Pearls for Tears.

Princess Margaret in 1951. A photograph by Dorothy Wilding.

 

May 1st offered a cool and damp afternoon to Walsall in 1951. Marshalled by Mr Day, the kindly manager of the Hoover company offices, my mother, her jolly friend Jenny Fisher, and other of their colleagues tripped down the stairs that emerged from between Wimbush the confectioners and bakers and “Zip” the French Dry Cleaners, into Park Street to prepare to join the crowds.

300 extra police men, and three mounted officers, had been drafted in from nearby Wednesbury and Bilston to control an excited throng of workers, housewives, and schoolchildren, many of whom lined the route of a limousine travelling along Park Street between the railway station and Church Hill. Its diminutive occupant was a celebrity of alluring glamour, and a glimpse of her person was, it seems, considered a tonic to most of her father’s subjects in these austere post-war times. Bread was now off-ration, but other commodities  – sugar, eggs, and meat remained in shorter supply in the early 50’s than during the conflict.

My mom and dad, in the third year of their marriage, spent most of their week day evenings at “the pictures”.  They walked (from Walsall’s bathetically named “Broadway”) to Caldmore Green’s bijou cinema, or to one of a choice of venues in Walsall town centre.  When the lights were dimmed in the smoky auditorium, they drank in, keenly and passively, stories of adventure and romance portrayed by a flourishing film industry. Today, May 1st 1951, as glamorous and lovely as any Hollywood actress, their own royal star was to walk among them.

*Work instructions*.
Please answer these questions about the Walsall memoir above:
(a) Which two businesses did the stairs down to Park Street emerge between?
(b) From which two places were the extra police drafted in?
(c) From where did the parents walk on their way to the pictures?

(Excerpts from a dataset)
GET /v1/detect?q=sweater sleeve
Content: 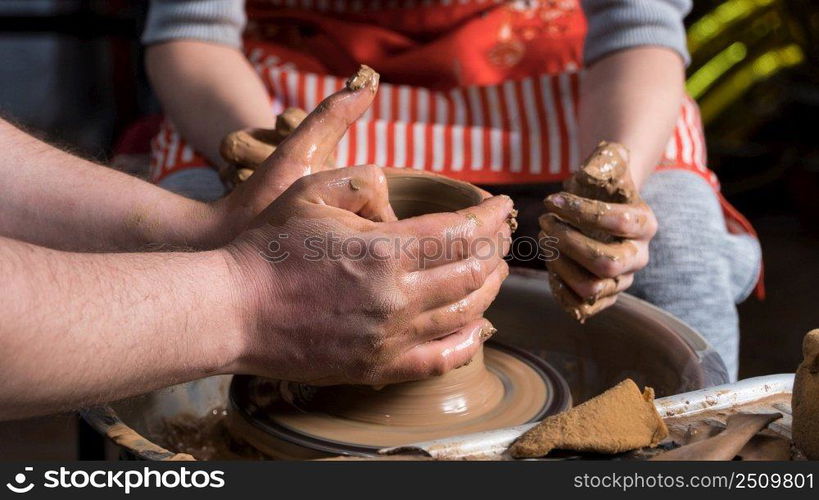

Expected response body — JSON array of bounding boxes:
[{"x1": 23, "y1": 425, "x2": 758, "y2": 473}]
[
  {"x1": 142, "y1": 0, "x2": 247, "y2": 48},
  {"x1": 582, "y1": 0, "x2": 691, "y2": 65}
]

*Expected output*.
(a) Wimbush the confectioners and bakers, and "Zip" the French Dry Cleaners.
(b) Wednesbury and Bilston.
(c) Walsall's "Broadway".